## [TASK]
Starting at the first line and ending at the line containing "positive clicks: (625, 567) (621, 567)", write the lines out again with "rough mask" swapped for "coarse mask" and nothing else altered.

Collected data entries

*** Begin section ***

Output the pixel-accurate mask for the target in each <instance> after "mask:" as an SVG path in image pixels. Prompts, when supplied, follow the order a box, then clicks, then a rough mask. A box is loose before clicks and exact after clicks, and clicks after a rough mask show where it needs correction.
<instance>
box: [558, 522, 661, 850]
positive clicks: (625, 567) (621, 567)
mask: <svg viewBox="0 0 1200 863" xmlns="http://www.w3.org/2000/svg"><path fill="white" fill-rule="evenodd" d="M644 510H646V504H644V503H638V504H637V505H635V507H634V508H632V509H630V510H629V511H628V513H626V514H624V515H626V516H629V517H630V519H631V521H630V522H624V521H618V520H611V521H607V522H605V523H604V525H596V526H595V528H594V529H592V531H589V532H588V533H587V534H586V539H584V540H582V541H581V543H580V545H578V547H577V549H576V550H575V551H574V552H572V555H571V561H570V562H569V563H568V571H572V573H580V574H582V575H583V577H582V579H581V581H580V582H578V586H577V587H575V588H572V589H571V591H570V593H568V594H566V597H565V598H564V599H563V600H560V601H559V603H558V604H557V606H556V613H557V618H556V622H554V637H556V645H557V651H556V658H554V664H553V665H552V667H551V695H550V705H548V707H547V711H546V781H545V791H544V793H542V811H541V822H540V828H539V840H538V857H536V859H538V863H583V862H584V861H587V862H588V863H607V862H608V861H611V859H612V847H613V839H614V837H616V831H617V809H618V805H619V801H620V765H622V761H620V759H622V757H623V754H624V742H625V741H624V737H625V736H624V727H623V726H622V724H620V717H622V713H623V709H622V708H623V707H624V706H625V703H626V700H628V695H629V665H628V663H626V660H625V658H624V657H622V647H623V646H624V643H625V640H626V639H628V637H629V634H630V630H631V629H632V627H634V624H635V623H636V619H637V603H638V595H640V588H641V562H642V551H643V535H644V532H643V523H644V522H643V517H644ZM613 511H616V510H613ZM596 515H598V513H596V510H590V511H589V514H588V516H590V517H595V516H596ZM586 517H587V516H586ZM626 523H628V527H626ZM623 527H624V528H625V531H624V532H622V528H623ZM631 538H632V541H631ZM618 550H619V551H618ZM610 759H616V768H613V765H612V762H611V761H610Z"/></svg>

*** End section ***

## [REPLY TO THE TASK]
Output the pixel-accurate mask for the target in each <instance> after "mask:" as an SVG path in image pixels. Prompts, when supplied, follow the order a box, then clicks, then a coarse mask. A box is loose before clicks and exact after clicks, and clicks after a coarse mask show where it needs correction.
<instance>
box: [558, 522, 661, 850]
positive clicks: (625, 567) (621, 567)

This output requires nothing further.